Task goal -
Collect every line of the material below that contains the string "textured", matching case exactly.

Supplied information -
— START —

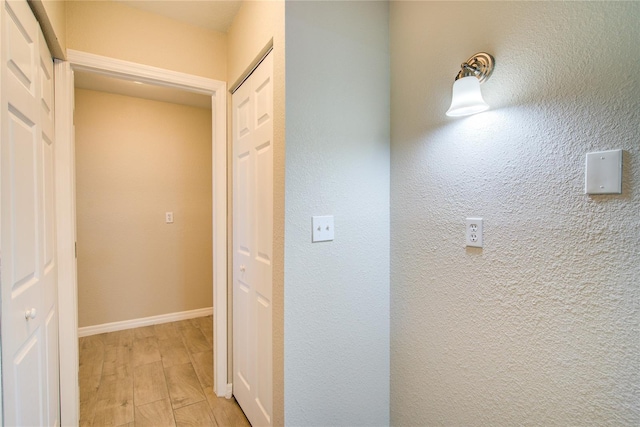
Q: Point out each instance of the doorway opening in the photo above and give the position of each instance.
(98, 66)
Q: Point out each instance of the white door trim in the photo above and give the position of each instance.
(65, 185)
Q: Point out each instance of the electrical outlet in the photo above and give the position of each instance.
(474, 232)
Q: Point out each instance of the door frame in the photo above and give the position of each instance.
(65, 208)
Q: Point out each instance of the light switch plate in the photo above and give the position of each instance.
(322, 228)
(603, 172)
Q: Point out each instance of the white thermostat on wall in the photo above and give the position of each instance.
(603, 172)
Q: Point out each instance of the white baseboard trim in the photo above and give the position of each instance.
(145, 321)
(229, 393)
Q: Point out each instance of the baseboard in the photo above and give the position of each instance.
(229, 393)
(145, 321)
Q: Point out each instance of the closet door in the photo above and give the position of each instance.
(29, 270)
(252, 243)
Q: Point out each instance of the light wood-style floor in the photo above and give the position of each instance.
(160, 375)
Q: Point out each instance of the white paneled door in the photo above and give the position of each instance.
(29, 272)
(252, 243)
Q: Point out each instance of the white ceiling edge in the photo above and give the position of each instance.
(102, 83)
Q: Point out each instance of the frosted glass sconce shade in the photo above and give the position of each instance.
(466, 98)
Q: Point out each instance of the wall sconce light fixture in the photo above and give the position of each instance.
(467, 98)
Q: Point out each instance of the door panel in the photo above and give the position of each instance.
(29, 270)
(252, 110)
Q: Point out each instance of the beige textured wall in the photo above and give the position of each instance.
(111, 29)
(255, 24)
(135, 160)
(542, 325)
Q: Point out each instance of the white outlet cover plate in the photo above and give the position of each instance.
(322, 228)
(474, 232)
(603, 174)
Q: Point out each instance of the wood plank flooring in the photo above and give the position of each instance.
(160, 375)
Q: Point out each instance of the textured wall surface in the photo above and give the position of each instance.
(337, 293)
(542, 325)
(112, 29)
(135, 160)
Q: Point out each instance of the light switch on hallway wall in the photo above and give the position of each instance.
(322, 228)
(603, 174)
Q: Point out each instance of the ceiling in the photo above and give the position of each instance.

— END —
— START —

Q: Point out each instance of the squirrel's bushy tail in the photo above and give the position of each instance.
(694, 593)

— END —

Output of the exercise -
Q: Point out each instance of the beige textured wall in the photo above and give the position of each instance.
Q: Point out each instance of the textured wall surface in the photo above and give the position of each instance.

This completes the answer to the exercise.